WHAT IS BEING ASKED - Exactly repeat the line that contains "Target: black shoe", then every line after it up to and including the final line.

==== SUPPLIED INFORMATION ====

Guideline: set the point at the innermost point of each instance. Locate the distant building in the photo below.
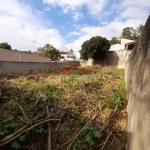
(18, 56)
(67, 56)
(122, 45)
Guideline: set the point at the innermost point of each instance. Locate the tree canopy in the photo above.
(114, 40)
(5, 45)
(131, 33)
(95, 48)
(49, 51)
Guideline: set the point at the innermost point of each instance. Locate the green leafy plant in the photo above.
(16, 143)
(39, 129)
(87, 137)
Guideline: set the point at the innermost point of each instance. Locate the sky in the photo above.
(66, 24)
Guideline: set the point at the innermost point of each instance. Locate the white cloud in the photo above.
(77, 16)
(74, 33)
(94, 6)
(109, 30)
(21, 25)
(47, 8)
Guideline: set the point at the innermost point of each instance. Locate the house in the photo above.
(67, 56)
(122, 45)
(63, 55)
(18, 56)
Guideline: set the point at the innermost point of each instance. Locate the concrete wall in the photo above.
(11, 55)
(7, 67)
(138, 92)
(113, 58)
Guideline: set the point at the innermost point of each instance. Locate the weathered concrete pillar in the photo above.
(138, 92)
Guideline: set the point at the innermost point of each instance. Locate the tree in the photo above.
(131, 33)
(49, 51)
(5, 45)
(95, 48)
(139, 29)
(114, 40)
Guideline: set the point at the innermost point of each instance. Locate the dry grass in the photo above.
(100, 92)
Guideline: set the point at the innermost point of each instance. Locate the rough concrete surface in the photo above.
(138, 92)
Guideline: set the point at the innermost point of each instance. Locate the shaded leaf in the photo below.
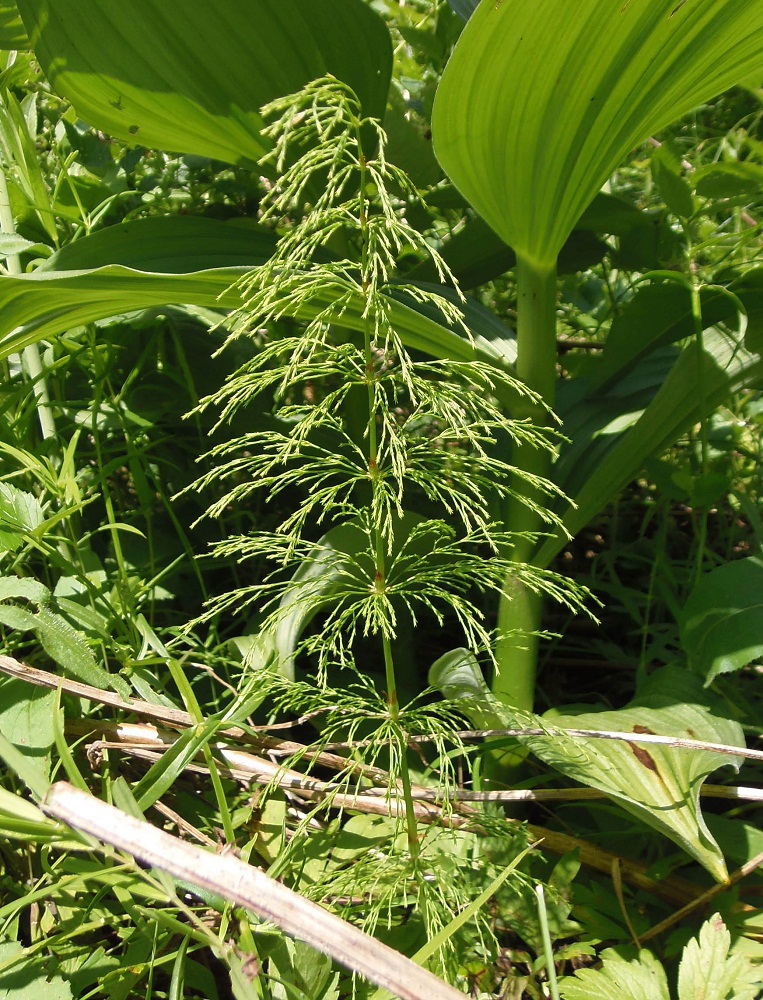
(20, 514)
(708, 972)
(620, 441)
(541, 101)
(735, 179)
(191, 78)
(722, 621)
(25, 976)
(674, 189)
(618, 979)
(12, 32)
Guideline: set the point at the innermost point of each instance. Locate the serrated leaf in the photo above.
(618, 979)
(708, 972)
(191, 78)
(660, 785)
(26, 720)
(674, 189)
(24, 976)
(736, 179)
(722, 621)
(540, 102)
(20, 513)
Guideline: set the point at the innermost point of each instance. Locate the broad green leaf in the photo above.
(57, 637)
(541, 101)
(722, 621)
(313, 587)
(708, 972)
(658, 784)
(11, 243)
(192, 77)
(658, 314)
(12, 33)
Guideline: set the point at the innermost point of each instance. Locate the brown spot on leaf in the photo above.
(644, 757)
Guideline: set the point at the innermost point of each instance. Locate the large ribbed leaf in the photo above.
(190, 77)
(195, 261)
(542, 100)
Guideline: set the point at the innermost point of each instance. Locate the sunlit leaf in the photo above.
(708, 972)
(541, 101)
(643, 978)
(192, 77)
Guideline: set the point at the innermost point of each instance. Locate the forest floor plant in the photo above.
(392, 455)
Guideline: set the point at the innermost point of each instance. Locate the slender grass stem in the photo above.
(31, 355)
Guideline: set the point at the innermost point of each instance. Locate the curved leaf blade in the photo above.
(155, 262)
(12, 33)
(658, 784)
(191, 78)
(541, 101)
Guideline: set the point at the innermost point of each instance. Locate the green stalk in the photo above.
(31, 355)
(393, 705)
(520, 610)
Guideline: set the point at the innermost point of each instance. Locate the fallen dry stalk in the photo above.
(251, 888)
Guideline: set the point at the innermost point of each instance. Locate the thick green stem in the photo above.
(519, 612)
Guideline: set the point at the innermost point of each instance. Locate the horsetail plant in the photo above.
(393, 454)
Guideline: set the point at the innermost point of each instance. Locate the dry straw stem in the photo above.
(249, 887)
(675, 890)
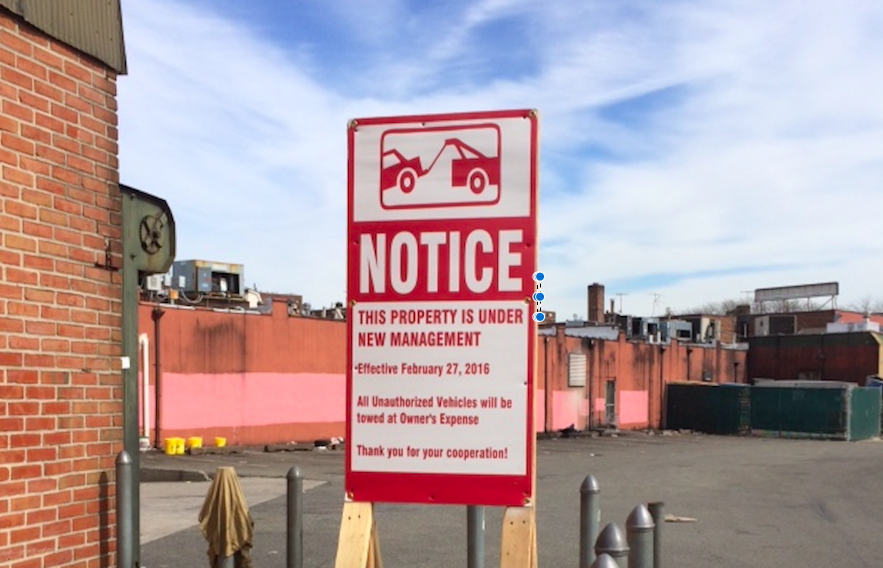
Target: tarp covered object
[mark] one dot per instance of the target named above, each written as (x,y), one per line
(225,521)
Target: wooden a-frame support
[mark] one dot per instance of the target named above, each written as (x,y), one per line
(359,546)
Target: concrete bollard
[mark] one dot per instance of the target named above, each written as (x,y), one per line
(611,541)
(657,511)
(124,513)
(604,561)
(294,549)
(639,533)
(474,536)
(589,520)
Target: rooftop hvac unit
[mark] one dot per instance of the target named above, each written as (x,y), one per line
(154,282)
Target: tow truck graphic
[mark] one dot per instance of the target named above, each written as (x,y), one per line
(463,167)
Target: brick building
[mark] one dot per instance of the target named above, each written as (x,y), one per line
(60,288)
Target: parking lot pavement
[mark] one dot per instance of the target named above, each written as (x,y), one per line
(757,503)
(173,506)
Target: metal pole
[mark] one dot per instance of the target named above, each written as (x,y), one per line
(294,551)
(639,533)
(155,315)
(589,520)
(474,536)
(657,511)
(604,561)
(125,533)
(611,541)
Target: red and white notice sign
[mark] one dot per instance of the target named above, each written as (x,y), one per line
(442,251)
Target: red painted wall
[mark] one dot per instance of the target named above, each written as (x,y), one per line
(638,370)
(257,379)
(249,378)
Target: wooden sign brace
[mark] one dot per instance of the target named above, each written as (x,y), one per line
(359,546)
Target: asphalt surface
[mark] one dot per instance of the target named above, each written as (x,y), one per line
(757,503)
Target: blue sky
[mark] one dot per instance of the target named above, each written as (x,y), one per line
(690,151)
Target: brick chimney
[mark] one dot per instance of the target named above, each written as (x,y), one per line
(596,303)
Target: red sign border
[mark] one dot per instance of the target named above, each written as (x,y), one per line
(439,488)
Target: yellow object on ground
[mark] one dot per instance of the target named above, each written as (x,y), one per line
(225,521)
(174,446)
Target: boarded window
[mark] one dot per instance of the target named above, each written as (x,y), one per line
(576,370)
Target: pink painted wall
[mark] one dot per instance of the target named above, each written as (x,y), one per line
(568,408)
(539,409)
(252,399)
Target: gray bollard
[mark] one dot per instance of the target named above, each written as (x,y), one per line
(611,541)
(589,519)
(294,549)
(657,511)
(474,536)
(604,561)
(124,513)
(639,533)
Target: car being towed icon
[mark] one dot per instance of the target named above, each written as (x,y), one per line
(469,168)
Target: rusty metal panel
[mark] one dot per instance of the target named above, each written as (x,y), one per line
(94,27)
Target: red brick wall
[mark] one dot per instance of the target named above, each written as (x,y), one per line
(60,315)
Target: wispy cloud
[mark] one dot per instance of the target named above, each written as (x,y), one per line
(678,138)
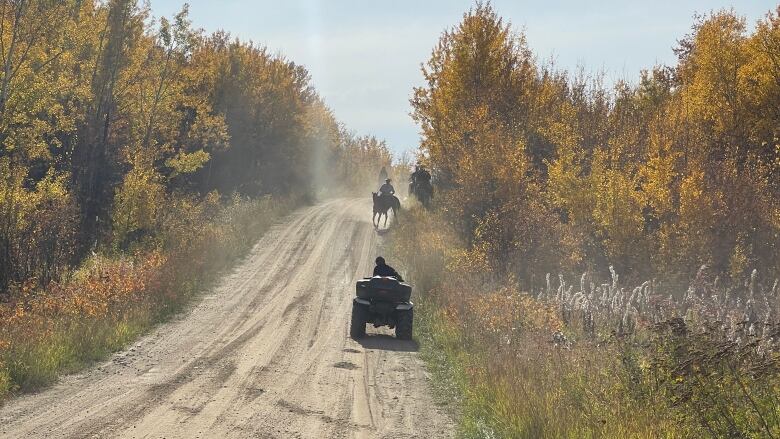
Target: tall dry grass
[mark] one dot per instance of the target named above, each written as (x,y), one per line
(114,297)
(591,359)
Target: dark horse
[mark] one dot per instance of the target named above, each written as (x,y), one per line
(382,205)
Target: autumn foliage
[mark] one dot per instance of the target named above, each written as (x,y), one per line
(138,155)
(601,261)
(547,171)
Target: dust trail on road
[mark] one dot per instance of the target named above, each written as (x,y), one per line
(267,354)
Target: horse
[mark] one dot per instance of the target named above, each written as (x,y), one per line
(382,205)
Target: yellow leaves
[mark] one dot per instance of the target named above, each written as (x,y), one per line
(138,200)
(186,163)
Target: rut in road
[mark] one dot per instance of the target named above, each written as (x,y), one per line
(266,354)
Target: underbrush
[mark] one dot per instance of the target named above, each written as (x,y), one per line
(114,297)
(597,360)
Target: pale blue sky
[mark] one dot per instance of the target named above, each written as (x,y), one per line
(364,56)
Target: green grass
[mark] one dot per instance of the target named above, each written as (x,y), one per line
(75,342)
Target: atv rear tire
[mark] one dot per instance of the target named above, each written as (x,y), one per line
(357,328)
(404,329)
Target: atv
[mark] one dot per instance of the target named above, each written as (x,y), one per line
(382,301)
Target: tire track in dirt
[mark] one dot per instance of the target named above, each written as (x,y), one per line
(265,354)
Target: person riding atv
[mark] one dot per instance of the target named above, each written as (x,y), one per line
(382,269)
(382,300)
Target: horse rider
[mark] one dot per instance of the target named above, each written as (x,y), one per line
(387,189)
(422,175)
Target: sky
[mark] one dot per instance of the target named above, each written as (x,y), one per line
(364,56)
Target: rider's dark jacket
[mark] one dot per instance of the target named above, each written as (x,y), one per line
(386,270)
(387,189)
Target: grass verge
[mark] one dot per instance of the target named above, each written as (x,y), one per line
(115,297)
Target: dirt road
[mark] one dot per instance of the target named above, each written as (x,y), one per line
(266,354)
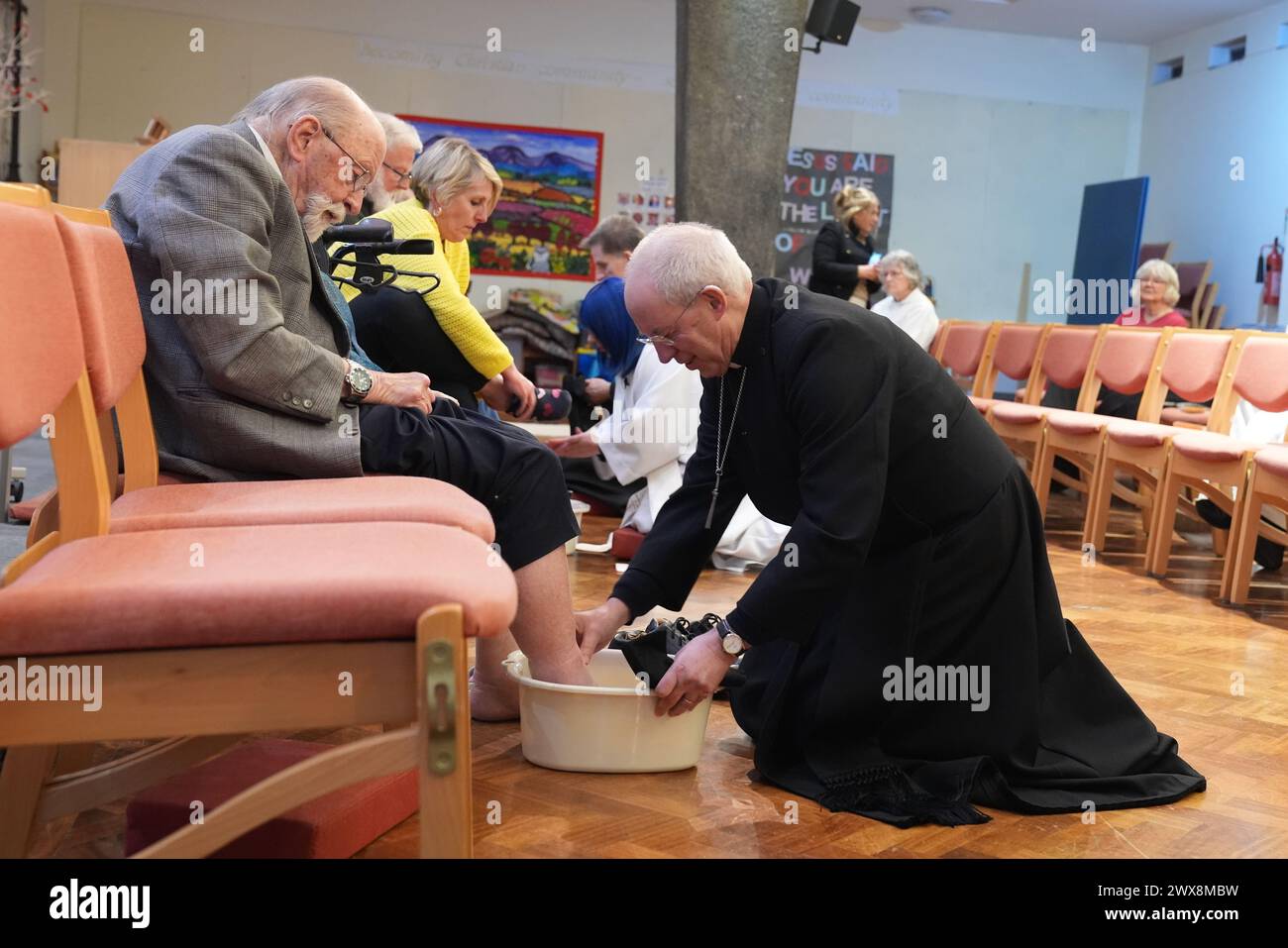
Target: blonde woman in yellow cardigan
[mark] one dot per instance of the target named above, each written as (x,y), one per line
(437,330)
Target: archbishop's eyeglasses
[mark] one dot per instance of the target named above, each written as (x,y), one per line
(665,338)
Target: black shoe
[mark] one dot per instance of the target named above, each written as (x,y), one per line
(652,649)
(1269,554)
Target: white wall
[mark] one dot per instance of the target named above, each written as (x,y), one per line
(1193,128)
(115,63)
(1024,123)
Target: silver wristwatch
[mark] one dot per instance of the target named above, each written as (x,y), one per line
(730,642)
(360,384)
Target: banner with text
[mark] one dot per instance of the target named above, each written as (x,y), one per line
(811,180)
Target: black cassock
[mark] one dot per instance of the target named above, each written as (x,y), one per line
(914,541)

====

TASK OUTPUT -
Target: black shoe
[mark] one dot per instance of the target named above, each written as (x,y), one per line
(652,649)
(1269,554)
Target: white wall
[mark] one dot per instance of the target named above, each written as (x,y), one per line
(1193,128)
(115,63)
(1024,123)
Target: silver wristwatch
[mark] one dot per instance of the target named above, each written as (x,y), one per line
(730,642)
(360,384)
Target: banner with text
[mark] one dot per instance of the target named above, each written as (x,y), one per line
(811,180)
Target: black cassock
[mark] one dot per instance of the target named above, each written as (x,y), one per line
(914,541)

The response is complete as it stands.